Source document below:

Instinctively, we questioned the need for more eyewashes. For a workplace of our size, with more than 23,000 employees, we have relatively few eye incidents related to chemical exposures—just 5.8 per year over the last five years. We provide our employees personal protective equipment, and we use enclosed systems to contain chemotherapy agents during preparation, delivery, and administration to reduce the risk of exposure. However, there are occasional leaks, and a few drops can escape during the process.
THE REAL FAILURE We recognize that eyewashes are important. Our resistance to installing more eyewashes was informed by the fact that they help mitigate accidents but cannot prevent them. They also can contribute to a false sense of security. For example, one may adopt the attitude that if you get something in your eye, you’ll just use the eyewash to rinse it out. Relying on eyewashes obscures the real failure of not using eye protection to avoid exposure to the eye in the first place.
Eye protection is much better than it used to be and, when worn properly, there is less need for eyewashes. But employees’ resistance to wearing eye protection, or their inability to remember to wear it, is a challenge for managers and OEHS professionals. It is easier to install eyewashes than to change the culture.
It is easier to install eyewashes than to change the culture.
EVALUATING THE NEED We can’t deny that the absence of an eyewash is a compliance or employee exposure risk, especially if hazardous agents are used in the area. But we wanted to be good stewards of resources and verify the need for additional eyewashes. To address the request, we had a few options:
1. Install an eyewash in every unit.

End of Source document.
Data shown below:

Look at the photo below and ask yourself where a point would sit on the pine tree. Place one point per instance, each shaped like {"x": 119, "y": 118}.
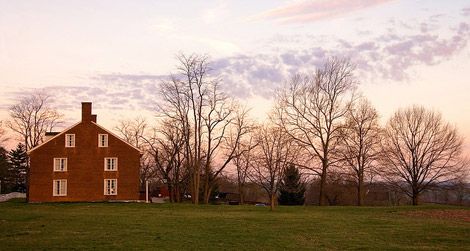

End of Data shown.

[Activity]
Decide whether each statement agrees with the eyewash text, and support each yes or no with the deciding words quoted from it. (a) The workplace has more than 23,000 employees. (b) Eyewashes can prevent accidents. (c) Changing the culture is easier than installing eyewashes. The material plays no part in this exercise.

[Task answer]
(a) Yes: "with more than 23,000 employees"
(b) No: "they help mitigate accidents but cannot prevent them"
(c) No: "It is easier to install eyewashes than to change the culture."